#### Records for this exercise:
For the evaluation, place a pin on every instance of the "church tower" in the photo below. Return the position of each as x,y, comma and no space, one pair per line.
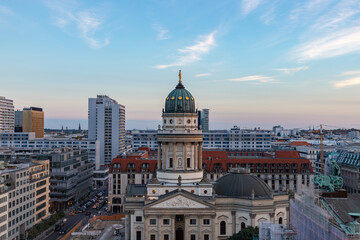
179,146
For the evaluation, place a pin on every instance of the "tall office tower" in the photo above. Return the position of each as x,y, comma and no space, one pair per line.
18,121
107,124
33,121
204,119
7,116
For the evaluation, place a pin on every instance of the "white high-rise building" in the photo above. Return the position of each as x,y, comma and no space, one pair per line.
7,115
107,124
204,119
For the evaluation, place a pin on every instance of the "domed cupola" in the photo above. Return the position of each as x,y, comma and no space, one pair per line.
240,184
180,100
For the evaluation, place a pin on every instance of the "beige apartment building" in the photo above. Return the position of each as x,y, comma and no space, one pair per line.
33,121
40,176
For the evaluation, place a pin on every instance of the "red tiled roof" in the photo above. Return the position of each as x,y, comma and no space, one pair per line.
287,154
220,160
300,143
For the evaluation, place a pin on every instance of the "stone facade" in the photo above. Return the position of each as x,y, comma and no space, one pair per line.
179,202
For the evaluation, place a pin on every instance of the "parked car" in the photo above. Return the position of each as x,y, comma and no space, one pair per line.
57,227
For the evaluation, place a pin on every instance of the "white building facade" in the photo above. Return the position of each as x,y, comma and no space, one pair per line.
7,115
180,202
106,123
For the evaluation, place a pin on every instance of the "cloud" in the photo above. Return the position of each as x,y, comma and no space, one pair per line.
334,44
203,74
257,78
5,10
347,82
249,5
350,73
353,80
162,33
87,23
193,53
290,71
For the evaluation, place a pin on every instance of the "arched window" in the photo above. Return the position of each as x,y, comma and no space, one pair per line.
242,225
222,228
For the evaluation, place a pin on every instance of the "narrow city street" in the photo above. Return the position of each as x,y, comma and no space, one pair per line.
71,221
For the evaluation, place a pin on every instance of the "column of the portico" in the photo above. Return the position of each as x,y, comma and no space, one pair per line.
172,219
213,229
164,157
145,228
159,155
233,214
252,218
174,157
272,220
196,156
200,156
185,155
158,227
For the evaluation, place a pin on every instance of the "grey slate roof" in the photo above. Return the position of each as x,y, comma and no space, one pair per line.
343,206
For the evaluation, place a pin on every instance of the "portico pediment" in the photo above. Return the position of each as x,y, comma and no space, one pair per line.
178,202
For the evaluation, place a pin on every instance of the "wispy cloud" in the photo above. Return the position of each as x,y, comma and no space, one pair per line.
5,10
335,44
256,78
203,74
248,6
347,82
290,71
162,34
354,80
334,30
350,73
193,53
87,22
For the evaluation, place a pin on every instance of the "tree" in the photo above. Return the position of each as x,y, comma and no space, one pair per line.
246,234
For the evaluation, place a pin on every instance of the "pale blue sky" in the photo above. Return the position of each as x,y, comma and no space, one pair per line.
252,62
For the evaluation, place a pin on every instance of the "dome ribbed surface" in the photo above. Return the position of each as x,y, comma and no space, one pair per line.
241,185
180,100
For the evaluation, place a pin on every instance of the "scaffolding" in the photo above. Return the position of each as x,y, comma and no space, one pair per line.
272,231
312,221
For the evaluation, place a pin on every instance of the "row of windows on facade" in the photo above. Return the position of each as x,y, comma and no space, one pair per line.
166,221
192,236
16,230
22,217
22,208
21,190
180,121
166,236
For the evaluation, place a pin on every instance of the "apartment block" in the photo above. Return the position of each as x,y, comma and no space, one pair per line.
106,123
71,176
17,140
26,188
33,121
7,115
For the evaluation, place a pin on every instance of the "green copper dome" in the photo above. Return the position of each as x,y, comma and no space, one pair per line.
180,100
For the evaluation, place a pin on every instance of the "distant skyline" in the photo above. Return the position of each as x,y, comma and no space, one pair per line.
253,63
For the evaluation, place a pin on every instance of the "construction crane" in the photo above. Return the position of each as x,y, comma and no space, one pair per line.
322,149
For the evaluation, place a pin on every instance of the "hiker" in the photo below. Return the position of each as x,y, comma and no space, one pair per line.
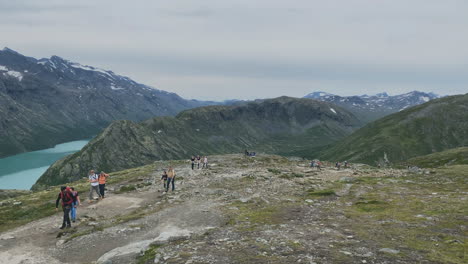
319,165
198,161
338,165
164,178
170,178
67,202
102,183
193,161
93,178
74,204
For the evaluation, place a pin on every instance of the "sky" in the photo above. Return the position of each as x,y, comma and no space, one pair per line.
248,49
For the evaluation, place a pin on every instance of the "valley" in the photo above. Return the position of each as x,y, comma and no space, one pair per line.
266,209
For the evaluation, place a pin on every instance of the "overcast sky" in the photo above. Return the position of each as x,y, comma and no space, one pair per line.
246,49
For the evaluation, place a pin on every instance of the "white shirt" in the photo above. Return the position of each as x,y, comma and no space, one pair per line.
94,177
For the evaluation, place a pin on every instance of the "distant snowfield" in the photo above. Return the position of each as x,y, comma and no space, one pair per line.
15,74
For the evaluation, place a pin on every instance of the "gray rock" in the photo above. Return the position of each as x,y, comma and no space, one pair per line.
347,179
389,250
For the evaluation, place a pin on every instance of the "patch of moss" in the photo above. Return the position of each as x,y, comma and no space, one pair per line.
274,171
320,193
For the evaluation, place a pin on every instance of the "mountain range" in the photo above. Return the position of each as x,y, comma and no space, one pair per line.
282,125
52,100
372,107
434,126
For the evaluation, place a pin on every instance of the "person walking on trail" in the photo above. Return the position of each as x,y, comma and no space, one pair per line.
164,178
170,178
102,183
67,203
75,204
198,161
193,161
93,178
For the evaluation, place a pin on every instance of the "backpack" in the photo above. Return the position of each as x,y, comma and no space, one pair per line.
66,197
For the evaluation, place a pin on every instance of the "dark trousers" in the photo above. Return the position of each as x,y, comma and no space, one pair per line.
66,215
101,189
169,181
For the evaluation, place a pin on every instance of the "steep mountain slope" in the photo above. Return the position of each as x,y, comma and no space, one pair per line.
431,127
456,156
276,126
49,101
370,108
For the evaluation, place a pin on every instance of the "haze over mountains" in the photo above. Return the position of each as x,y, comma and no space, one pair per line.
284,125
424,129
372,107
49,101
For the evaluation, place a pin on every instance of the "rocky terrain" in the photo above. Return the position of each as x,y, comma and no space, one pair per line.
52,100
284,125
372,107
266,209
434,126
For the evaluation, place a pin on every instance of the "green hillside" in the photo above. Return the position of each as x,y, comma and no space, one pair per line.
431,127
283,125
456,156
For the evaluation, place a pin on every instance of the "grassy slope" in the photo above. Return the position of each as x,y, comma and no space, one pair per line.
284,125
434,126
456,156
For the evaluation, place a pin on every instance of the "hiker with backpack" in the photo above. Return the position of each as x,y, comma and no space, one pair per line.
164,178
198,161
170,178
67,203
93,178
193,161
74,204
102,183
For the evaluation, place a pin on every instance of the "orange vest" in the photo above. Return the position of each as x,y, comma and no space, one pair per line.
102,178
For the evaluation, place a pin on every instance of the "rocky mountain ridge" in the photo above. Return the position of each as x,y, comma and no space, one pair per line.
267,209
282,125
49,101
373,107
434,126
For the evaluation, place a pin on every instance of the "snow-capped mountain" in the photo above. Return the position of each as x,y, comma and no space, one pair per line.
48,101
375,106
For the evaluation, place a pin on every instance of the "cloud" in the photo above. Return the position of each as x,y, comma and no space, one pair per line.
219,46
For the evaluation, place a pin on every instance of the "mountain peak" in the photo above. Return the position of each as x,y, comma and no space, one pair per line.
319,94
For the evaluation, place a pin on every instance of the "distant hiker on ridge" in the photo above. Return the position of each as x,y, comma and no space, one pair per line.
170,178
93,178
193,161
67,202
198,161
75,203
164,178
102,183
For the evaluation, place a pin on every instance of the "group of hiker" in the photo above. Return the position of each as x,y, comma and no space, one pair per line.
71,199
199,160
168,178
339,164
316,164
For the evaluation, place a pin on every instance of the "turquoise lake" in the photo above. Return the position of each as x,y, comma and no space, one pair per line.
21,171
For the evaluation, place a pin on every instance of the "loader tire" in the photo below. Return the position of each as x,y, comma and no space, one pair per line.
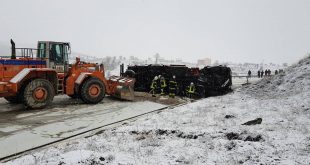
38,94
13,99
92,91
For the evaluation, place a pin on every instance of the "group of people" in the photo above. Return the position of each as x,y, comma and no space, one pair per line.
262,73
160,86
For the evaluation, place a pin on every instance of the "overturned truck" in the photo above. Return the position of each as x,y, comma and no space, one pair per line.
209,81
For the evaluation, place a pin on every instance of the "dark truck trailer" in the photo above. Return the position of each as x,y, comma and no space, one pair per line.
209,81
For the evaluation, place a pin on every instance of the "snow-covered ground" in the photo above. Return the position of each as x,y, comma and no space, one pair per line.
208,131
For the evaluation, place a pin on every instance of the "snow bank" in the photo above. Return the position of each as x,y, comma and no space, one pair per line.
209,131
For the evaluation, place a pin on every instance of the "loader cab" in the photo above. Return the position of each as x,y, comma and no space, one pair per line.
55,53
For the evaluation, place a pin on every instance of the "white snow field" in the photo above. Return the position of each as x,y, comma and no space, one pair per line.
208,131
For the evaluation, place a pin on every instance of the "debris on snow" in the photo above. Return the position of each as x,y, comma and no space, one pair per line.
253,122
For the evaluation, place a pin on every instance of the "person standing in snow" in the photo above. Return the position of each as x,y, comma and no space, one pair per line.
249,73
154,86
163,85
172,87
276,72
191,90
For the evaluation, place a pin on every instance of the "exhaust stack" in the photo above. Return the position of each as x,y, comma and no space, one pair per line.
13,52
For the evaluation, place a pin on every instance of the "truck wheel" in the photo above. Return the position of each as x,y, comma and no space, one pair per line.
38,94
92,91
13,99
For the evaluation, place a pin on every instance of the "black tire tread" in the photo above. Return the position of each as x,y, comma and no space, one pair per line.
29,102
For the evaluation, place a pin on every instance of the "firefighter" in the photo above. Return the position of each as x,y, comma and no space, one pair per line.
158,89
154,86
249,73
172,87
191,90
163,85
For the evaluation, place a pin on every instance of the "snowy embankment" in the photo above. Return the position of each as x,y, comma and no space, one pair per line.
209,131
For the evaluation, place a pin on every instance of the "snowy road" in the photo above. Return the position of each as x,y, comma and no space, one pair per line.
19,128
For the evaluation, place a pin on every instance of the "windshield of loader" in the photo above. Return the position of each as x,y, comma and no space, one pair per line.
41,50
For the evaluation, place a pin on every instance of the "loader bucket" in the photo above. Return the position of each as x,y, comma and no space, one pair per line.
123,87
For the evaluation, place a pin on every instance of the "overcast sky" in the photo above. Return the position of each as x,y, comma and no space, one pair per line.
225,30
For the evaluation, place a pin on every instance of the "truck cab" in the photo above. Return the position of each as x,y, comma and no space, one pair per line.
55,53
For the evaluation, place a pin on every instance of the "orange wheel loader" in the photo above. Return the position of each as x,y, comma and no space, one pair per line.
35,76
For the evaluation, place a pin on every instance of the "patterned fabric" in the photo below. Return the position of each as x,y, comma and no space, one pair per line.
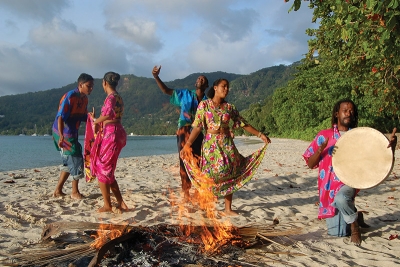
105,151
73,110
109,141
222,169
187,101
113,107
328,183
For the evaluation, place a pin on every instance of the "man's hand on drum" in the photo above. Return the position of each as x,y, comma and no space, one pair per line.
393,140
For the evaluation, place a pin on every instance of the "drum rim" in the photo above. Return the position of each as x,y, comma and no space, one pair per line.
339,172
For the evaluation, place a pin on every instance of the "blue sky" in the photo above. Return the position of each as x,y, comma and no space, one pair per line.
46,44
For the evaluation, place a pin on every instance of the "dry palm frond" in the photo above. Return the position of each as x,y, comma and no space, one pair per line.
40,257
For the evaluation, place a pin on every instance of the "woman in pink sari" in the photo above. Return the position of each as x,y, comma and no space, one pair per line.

#### What to do:
Locate every line in the records above that contains the string "hiker" and copy each one out. Matching is case-sensitive.

#### Full output:
For the evaluation, place a pin on every instance of the "hiker" in the photo below. Return the position of each as x,y, comma and no space, one pair per line.
For the evaluation, place a pin on every instance of the "hiker with backpack" in the photo above. Return the position of each as x,y, comma and no space, one pair per line.
For the evaluation, place a pin on every instance of the "distant hiker on ridge" in the photo above. Return the position of each as x,y, comma and no space, one pair per line.
For the evaluation, place a pin on every instance of the "group of hiker" in the photo above. Return the position of each as x,y, comma and no space, one pair per line.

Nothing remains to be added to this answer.